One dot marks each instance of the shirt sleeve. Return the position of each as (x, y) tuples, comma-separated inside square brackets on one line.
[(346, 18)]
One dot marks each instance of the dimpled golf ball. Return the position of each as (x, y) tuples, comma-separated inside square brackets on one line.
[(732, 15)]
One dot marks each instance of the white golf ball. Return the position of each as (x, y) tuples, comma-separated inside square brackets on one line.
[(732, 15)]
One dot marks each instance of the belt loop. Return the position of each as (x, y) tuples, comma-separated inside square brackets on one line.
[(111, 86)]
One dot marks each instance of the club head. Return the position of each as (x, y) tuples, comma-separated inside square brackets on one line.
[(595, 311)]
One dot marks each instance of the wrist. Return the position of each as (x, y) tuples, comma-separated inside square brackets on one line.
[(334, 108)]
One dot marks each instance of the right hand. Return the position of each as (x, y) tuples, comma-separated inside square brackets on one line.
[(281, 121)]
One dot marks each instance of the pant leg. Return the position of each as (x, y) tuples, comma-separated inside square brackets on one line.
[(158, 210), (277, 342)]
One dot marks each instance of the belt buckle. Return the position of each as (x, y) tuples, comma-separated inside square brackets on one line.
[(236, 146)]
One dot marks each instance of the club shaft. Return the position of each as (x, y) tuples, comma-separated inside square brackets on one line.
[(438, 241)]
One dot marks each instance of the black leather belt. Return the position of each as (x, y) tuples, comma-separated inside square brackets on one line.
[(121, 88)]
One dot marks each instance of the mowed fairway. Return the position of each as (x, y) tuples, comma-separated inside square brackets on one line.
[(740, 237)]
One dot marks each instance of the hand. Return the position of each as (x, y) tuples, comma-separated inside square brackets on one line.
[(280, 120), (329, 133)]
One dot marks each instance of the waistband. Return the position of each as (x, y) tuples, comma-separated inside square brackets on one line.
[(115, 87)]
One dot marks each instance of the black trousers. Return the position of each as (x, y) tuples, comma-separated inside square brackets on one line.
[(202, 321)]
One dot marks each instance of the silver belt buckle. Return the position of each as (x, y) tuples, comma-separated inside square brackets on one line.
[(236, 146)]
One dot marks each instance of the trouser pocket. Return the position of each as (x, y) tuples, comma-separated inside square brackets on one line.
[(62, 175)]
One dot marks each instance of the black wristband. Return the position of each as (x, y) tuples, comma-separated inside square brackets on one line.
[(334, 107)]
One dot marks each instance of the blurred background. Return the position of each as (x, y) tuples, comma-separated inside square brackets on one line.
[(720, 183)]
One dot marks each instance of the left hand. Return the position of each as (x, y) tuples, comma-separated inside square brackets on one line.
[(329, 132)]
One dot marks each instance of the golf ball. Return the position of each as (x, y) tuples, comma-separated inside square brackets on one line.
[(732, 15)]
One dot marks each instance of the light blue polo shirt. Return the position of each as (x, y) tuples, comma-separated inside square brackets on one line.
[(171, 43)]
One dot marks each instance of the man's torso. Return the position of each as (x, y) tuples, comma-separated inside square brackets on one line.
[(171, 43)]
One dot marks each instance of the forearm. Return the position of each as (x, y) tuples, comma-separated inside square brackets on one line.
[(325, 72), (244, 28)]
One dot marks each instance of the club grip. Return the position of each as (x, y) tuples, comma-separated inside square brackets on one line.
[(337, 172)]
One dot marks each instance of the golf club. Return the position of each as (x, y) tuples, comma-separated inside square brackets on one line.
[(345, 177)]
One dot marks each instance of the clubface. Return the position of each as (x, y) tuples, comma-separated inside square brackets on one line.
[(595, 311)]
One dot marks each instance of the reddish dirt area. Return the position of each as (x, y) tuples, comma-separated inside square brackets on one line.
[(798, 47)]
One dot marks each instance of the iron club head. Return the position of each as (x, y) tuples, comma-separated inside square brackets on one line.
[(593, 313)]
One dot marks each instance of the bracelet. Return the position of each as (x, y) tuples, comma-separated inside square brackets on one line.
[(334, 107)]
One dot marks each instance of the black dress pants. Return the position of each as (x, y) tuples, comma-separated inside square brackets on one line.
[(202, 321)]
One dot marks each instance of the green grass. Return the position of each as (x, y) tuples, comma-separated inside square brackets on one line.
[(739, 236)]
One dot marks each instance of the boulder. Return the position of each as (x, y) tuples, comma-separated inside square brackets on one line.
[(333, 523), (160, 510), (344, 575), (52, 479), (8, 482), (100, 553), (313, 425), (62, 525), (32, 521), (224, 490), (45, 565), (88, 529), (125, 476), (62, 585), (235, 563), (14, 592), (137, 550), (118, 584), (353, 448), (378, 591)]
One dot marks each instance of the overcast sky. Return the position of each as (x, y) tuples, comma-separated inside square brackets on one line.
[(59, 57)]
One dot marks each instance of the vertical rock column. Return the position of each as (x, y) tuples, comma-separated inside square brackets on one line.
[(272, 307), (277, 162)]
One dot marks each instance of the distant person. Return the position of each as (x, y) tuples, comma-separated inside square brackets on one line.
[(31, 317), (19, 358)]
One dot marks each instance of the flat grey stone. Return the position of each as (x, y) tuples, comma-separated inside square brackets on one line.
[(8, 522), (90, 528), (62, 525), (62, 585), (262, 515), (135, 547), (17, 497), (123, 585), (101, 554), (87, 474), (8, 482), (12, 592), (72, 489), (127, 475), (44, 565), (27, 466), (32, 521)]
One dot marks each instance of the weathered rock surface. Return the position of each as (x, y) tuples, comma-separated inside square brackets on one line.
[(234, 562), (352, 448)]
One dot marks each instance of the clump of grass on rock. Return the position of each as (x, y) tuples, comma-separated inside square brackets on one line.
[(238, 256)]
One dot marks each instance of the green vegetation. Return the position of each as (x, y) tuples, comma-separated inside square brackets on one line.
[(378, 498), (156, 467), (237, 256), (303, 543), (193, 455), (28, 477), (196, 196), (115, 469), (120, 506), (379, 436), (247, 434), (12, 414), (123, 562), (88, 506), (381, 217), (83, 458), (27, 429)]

——————

=== Work required ===
Please reproduce every line from the one containing "One dot marks each instance of the clump" through the final line of the items, requests included, and leave the requests as they are. Multiply each coordinate in the answers by 1.55 and round it to a whole number, rounding halves up.

=== Answer for the task ===
One dot marks each instance of the clump of grass on rock. Return the position of each as (x, y) tuples, comma-separated inside square brackets on one line.
[(369, 397)]
One dot marks each instance of the green vegetation. Return the position of each as (x, y) tuples, comma-separated inside square brackets on one line.
[(586, 772), (242, 724), (367, 397), (470, 842), (299, 705), (43, 739), (304, 304), (178, 727), (186, 784), (587, 676), (383, 673), (19, 642), (191, 871), (136, 784), (591, 336), (129, 710), (42, 665)]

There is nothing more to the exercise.